Trecho do documento:
VISÃO DO DIREITO

Artigo: Teremos um processo administrativo padronizado?

Alguns tribunais decidiram cruzar de vez a fronteira e digitalizar todos os papéis, mas logo se depararam com um problema grave: digitalizar cada folha de cada processo custaria caro

Há mais de uma década tribunais permanecem resistindo a iniciativas de unificação, sem solução clara para o futuro -  (crédito: Freepik)
Há mais de uma década tribunais permanecem resistindo a iniciativas de unificação, sem solução clara para o futuro - (crédito: Freepik)
postado em 04/04/2024 11:30 / atualizado em 04/04/2024 11:34

Por Marcelo de Andrade Figueira, mestre em direito privado pela Paris II - Panthéon-Assas e sócio da Andrade Figueira Advogados; e Francisco de Andrade Figueira, mestre em ciências jurídicas pela Stanford Law School e sócio da Andrade Figueira Advogados

No início da década de 2010, quando crescia a campanha para digitalizar o processo judicial, uma grande pergunta pairava: o que fazer com os milhões de processos judiciais em curso?

Alguns tribunais decidiram cruzar de vez a fronteira e digitalizar todos os papéis, mas logo se depararam com um problema grave: digitalizar cada folha de cada processo custaria caro.

Os tribunais em sua maioria optaram por ter novos processos eletrônicos e digitalizar o arquivo físico aos poucos. Logo depois, os tribunais começaram outra disputa. Cada tribunal tinha adotado a sua solução tecnológica e tinha construído seu sistema de forma independente.

O Conselho Nacional de Justiça (CNJ) fez esforços para unificar todos os tribunais no mesmo sistema (conhecido como PJe).

Há mais de uma década tribunais permanecem resistindo a essas iniciativas de unificação, sem solução clara para o futuro. Padronizar processo judicial era simples perto do processo administrativo.

Um processo judicial é mais ou menos parecido com o outro. Ele começa com um pedido do autor e termina com uma sentença. Pode ter recursos no meio, mas sempre acaba com um acórdão do tribunal. Os usuários são sempre os mesmos (juiz, partes e Ministério Público; às vezes, peritos e terceiros) e o Código de Processo Civil é uma lei federal, que exige as mesmas regras, prazos e condições no Brasil inteiro, com algumas regras menos relevantes definidas pelos estados.

Durante a pandemia de covid-19, as administrações públicas começaram a aderir ao processo eletrônico.

O Sistema Eletrônico de Informações (SEI) ganhou espaço e aumentou a transparência com o acesso público on-line a documentos. O SEI substituiu o papel, mas não simplificou a gestão dos processos.

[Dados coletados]
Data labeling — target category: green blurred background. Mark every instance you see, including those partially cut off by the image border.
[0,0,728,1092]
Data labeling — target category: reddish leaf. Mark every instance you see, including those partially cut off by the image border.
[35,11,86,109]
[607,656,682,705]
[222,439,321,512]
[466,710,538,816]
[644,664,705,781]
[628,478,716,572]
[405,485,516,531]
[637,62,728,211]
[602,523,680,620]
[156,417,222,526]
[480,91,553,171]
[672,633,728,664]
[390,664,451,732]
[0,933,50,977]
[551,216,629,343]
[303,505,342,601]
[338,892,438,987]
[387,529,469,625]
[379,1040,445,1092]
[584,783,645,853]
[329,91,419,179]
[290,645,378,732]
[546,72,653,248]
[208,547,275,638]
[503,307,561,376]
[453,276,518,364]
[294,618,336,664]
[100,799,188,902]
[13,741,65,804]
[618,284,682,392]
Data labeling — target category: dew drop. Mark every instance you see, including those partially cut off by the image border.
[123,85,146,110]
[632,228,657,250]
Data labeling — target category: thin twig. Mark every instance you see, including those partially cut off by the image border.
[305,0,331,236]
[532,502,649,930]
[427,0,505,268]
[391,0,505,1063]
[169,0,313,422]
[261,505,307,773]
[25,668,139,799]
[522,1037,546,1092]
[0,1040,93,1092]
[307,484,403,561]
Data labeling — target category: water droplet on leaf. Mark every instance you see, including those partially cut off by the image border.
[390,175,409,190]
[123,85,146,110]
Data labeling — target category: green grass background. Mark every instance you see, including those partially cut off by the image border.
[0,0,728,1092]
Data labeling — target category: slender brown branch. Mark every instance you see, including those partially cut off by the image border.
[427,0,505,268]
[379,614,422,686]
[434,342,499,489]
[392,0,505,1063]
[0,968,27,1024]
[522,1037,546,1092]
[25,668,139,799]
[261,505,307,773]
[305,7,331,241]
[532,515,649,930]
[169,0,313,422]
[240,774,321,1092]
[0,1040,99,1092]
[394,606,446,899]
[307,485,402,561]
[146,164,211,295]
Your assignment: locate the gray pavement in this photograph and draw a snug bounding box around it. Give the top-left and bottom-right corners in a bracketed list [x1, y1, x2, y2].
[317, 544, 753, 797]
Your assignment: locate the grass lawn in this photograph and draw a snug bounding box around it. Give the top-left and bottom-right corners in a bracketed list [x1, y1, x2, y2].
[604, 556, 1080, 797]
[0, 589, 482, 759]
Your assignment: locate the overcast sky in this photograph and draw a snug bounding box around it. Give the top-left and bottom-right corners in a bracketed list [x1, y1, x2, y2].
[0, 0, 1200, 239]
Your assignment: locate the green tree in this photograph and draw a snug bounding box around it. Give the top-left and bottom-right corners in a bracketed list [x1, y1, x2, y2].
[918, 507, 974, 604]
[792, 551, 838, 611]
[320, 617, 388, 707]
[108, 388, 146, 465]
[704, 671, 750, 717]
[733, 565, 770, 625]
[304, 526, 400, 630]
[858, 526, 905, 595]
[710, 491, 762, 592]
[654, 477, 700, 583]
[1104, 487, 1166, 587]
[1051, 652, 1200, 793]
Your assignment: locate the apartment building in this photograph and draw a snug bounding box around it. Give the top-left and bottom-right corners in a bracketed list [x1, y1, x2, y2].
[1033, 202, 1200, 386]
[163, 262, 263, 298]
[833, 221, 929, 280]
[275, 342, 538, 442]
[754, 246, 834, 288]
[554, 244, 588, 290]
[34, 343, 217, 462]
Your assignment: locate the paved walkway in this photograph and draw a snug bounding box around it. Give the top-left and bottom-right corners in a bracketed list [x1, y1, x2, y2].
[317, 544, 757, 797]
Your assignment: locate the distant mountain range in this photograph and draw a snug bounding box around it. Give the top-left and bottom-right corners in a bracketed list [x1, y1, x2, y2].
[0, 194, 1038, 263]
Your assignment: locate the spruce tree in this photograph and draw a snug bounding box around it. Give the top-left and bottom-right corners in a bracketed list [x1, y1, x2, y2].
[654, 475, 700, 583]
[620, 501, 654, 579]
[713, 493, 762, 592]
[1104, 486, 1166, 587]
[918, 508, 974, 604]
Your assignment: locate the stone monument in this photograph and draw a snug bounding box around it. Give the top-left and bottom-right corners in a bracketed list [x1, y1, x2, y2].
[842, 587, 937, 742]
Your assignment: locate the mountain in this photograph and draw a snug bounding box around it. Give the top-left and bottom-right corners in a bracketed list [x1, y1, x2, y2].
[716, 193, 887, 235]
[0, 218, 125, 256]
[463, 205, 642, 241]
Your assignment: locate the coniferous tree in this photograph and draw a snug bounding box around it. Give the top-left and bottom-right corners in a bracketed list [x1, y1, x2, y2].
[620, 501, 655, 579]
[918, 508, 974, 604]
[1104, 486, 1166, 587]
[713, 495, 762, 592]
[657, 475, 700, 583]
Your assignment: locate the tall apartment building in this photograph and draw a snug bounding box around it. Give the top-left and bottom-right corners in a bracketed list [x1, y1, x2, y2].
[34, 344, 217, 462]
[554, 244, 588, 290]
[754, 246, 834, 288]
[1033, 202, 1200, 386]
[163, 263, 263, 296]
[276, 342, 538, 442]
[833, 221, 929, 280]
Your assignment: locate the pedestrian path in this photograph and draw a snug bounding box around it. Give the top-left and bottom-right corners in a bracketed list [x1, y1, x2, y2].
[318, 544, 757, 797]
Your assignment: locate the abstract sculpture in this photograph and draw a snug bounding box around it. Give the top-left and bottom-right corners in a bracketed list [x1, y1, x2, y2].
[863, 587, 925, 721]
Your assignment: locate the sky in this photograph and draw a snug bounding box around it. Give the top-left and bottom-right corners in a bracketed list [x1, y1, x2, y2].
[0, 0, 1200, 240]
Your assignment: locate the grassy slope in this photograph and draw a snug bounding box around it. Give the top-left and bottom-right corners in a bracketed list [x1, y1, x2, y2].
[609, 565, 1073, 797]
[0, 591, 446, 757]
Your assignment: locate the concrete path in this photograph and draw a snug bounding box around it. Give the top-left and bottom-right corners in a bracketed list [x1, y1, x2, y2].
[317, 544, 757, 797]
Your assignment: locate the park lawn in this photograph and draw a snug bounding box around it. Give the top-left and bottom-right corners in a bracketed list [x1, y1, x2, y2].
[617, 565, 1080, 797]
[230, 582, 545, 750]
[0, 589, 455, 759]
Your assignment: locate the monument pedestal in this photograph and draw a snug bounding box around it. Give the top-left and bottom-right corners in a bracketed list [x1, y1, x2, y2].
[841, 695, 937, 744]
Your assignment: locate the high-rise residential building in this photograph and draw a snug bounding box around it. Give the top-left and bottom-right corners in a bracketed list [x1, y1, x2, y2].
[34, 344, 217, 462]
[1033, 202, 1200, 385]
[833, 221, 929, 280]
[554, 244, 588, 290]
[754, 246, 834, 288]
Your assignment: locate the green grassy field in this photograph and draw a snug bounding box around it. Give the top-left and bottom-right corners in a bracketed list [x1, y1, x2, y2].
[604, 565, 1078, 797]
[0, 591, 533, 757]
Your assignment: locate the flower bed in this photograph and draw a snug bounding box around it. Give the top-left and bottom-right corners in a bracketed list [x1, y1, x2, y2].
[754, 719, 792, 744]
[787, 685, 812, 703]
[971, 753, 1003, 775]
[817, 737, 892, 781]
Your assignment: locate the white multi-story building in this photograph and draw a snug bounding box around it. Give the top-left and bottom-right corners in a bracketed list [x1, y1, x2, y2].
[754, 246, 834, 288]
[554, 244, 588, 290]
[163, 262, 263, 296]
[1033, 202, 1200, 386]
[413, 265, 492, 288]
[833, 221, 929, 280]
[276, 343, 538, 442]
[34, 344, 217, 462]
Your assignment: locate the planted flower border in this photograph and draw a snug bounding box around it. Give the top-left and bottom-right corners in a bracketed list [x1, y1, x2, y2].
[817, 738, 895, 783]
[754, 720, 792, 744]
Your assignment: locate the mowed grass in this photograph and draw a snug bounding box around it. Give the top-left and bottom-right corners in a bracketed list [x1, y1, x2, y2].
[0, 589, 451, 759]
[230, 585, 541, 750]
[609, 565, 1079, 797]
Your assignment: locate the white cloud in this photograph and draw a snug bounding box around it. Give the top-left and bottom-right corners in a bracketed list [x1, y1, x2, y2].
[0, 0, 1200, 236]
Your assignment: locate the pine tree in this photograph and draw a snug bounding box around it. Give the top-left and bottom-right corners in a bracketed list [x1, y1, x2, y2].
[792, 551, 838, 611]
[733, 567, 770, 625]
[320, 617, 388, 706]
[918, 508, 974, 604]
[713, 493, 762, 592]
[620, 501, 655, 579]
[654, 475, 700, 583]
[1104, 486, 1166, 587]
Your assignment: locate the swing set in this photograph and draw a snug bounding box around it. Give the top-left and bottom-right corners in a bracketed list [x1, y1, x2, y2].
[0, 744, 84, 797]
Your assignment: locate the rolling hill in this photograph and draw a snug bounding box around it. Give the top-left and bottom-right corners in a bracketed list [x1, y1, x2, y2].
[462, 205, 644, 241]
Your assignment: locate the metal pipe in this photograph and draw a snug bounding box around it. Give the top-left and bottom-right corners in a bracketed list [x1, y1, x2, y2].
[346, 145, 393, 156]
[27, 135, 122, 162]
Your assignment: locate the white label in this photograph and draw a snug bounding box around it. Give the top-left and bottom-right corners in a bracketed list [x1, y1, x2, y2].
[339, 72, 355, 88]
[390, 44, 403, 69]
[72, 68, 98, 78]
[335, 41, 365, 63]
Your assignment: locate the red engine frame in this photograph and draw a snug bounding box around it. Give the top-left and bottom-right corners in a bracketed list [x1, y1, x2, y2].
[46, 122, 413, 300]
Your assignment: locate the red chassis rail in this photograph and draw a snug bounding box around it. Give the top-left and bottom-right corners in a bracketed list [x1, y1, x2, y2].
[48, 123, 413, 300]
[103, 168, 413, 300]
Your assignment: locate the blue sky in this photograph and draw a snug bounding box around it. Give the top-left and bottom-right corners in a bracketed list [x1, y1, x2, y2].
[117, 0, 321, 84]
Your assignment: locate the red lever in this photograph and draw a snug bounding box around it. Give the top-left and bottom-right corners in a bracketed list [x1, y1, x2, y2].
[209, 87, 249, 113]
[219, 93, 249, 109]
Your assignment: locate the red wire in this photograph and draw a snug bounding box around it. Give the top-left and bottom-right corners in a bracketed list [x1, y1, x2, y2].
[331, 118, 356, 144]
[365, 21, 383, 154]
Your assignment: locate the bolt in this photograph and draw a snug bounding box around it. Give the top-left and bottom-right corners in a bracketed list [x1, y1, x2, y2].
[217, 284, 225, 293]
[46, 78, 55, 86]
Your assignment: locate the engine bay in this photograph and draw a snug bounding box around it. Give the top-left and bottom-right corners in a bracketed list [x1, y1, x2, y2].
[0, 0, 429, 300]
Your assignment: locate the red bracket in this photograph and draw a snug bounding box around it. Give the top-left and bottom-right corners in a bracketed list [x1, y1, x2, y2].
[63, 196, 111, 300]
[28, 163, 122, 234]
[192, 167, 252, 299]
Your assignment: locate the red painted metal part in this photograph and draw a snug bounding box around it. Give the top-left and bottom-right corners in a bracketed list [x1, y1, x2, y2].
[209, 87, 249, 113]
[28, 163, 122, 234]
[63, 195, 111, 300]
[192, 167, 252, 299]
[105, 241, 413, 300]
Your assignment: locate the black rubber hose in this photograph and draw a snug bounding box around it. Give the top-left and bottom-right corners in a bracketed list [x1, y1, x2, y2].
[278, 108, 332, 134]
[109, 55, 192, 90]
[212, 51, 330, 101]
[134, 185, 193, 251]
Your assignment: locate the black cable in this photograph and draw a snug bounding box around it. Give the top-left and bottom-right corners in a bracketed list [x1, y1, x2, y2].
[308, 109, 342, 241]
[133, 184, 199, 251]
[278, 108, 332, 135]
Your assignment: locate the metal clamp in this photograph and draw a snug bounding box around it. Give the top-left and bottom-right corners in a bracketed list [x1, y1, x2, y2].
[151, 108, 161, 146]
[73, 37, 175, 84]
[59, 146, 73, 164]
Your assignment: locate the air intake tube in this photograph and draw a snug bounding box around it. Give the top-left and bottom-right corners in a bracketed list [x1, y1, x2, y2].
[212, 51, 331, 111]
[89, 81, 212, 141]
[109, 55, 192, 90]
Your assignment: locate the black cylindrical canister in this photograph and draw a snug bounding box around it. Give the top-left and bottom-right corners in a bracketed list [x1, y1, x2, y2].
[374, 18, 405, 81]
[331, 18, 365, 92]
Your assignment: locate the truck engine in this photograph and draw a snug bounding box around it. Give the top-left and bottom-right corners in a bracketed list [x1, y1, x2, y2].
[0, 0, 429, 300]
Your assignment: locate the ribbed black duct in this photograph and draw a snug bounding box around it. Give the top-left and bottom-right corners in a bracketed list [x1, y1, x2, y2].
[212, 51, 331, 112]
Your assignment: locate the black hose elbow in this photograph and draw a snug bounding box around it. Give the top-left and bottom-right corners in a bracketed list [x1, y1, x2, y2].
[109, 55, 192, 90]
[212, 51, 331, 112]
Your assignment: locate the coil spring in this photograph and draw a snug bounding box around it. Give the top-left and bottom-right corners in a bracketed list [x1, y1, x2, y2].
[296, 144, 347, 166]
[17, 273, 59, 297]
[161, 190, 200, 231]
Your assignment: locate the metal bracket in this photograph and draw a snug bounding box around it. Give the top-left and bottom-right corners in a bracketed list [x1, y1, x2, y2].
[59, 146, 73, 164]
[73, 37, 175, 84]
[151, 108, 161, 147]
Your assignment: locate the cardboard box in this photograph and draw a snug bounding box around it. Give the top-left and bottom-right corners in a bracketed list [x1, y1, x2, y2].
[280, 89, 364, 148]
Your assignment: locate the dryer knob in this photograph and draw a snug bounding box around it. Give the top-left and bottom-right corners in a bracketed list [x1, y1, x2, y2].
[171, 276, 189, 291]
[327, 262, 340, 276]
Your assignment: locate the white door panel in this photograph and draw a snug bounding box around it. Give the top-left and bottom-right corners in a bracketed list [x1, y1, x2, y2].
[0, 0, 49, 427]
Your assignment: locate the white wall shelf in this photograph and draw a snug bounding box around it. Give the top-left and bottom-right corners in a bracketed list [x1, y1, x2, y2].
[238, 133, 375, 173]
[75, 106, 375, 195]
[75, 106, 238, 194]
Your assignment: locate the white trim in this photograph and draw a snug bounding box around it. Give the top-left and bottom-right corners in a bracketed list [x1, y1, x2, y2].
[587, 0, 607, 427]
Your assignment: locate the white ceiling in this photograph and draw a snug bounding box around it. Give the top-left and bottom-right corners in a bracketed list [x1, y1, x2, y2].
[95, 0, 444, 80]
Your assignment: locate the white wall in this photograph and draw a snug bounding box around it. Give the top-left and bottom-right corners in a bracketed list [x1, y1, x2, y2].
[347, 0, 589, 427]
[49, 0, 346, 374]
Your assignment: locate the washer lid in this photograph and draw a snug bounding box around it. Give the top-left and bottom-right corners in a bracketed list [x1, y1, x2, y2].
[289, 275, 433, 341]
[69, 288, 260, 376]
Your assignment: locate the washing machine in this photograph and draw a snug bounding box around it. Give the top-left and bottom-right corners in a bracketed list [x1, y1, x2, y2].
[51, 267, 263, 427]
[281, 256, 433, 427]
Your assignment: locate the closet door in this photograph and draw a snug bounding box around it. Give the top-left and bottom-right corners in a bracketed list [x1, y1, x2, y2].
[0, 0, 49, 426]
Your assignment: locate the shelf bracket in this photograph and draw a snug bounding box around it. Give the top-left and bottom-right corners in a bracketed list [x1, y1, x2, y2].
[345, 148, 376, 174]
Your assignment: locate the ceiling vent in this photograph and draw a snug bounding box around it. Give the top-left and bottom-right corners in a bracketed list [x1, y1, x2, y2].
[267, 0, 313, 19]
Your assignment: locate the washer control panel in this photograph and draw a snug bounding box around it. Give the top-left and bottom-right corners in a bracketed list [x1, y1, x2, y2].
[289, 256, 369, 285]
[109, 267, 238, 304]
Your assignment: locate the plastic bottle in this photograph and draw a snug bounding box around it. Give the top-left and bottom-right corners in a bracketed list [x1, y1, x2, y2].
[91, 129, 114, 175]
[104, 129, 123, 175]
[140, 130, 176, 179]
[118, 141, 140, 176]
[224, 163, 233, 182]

Usando as informações:
a) Responda às perguntas abaixo com base no artigo sobre a padronização do processo administrativo.
(i) Como é conhecido o sistema em que o Conselho Nacional de Justiça tentou unificar todos os tribunais?
(ii) Durante qual período as administrações públicas começaram a aderir ao processo eletrônico?
(iii) O que o Sistema Eletrônico de Informações substituiu?
b) Retome o artigo sobre a padronização do processo administrativo e continue a escrevê-lo a partir da última frase apresentada.

Resultados por tarefa:
a)
(i) O sistema é conhecido como PJe.
(ii) As administrações públicas começaram a aderir ao processo eletrônico durante a pandemia de covid-19.
(iii) O Sistema Eletrônico de Informações substituiu o papel.

b)
Processos administrativos são variados. Podem ser multas da CVM contra uma empresa que não divulgou informações ao mercado corretamente, proposta de Portaria do Ministério do Meio Ambiente que precisa passar por várias discussões e por consulta pública. Pode ser uma licitação de uma concessão, com diversos órgãos alterando os documentos, pareceres de várias áreas técnicas até o leilão e a assinatura do contrato, ou pode ser também um reconhecimento de direitos de moradia para pessoas vulneráveis. Cada processo administrativo deste tem um fim e passa por diversas fases.

Seria importante ter dados de todos os processos do mesmo tipo, mas costumamos ver processos mal qualificados no SEI. Começam em ofícios avulsos (por exemplo recebido do Ministério Público) e terminam nas respostas aos ofícios, sem considerar o grande processo por trás (uma licitação, uma nova portaria, por exemplo).

Alguns processos relevantes ficam às vezes escondidos em tipos como recebimento de ofício. Não existe um só processo administrativo, ele pode ter muitos objetivos; não existe um marco inicial e um marco final para o processo administrativo e pior, não existe uma lei única federal do processo administrativo, cada estado e município pode ter a sua, com regras, prazos e condições diferentes.

Por isso, nos surpreende o Poder Executivo iniciar um programa para promover a adoção do Processo Eletrônico nas administrações estaduais e municipais (Decreto 11.946/24).

O programa parece funcionar por adesão e por soluções customizadas.

Ter uma tecnologia de processo administrativo adotada em todos os estados e municípios seria louvável. Nós, cidadãos, iríamos finalmente saber os reais números da administração pública.

Mas talvez o país tenha criado barreiras constitucionais e legais para essa padronização que vão inviabilizar o programa.

Torcemos daqui que este processo de padronizar processos administrativos tenha início, meio e fim e que seja bem-sucedido.